[練習のねらい]
記録の中から「white」という文字列を含む行をすべて集めてください。大文字と小文字は区別します。

----- 用意した資料

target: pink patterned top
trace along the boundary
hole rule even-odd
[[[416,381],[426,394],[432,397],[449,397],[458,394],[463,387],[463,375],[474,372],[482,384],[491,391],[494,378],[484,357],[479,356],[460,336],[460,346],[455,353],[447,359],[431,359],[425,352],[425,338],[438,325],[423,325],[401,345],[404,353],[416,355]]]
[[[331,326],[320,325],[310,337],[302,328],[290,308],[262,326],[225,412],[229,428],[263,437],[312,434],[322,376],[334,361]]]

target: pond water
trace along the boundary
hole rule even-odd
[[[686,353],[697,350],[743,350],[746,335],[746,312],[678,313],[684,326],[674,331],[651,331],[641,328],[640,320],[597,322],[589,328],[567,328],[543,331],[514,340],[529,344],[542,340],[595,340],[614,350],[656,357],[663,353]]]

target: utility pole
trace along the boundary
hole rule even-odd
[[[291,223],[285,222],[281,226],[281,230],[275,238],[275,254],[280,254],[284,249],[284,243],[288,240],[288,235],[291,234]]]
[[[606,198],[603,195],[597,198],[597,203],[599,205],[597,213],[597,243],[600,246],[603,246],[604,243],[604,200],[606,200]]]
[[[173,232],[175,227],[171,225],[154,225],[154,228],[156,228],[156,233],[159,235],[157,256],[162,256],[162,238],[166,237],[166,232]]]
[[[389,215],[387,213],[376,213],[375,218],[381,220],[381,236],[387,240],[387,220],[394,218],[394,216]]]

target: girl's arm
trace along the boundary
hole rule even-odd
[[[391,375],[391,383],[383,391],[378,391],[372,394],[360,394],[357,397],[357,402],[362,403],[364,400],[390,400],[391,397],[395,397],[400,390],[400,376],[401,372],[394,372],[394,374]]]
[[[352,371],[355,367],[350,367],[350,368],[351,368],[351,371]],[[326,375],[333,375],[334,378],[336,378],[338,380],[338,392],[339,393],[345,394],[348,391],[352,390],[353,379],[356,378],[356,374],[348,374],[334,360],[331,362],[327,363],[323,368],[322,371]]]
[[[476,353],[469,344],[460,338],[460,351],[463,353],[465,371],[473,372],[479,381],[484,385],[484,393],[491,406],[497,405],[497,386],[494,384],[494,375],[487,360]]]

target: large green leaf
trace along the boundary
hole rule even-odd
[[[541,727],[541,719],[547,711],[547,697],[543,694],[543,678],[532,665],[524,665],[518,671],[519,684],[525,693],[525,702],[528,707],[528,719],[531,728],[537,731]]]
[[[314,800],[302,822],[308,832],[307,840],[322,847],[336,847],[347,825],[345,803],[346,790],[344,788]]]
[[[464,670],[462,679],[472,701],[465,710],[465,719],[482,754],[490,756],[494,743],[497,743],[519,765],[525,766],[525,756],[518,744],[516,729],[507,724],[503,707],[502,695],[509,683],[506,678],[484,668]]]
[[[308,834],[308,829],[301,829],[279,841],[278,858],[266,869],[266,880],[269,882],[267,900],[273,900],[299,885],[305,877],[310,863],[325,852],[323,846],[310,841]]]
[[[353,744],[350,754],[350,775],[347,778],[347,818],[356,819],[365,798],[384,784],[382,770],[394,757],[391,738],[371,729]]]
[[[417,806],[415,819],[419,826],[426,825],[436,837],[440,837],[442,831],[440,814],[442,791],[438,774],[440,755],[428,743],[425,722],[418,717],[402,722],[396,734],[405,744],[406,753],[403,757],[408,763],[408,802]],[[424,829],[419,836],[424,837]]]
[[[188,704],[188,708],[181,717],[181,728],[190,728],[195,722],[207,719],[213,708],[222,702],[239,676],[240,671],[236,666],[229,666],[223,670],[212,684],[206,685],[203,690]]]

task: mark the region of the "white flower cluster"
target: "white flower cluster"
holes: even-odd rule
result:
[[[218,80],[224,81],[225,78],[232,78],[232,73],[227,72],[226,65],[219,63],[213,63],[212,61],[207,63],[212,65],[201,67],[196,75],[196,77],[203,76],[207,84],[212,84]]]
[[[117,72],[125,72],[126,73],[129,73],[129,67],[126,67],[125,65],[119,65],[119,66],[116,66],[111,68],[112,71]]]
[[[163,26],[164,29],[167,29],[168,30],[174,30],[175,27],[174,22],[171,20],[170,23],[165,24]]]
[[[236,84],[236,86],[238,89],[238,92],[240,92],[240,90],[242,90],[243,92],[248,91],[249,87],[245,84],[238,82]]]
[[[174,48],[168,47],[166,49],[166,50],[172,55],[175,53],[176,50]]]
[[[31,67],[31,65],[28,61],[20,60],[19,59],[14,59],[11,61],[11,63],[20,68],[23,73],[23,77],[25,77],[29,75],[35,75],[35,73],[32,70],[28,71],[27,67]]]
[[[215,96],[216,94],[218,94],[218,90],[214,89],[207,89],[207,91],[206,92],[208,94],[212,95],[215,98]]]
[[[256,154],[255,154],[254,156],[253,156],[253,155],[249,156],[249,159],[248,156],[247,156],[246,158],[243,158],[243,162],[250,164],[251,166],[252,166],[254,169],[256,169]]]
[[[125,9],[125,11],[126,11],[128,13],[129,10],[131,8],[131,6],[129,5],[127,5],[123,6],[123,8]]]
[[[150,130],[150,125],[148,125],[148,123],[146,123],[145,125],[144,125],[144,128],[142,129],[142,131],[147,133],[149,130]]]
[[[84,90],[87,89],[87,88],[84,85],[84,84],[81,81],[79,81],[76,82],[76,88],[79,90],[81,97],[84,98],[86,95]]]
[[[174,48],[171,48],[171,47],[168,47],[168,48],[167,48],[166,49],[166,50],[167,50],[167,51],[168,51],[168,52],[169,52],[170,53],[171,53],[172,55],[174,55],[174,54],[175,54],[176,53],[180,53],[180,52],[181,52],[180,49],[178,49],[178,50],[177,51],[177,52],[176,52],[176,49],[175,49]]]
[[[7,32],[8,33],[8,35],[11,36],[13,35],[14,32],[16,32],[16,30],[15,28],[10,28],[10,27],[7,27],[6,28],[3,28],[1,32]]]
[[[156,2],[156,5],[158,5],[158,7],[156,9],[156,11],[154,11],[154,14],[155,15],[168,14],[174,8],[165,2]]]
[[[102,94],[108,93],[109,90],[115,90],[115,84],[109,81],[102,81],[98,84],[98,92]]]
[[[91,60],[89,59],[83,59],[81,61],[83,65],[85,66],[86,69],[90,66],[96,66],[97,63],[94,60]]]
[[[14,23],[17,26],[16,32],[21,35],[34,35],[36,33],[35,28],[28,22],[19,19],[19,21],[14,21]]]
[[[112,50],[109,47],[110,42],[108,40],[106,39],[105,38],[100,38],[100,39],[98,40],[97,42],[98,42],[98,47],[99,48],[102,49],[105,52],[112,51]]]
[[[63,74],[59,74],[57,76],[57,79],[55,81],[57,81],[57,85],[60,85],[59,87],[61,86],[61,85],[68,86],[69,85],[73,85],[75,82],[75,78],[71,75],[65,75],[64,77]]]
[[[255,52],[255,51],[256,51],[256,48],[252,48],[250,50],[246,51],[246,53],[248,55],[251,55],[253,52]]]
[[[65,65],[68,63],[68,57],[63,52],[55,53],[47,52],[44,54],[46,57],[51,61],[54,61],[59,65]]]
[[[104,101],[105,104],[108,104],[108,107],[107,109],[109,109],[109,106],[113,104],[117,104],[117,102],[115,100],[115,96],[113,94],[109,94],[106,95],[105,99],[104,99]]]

----------

[結果は以下]
task: mark the region of the "white flower cluster"
target: "white flower cluster"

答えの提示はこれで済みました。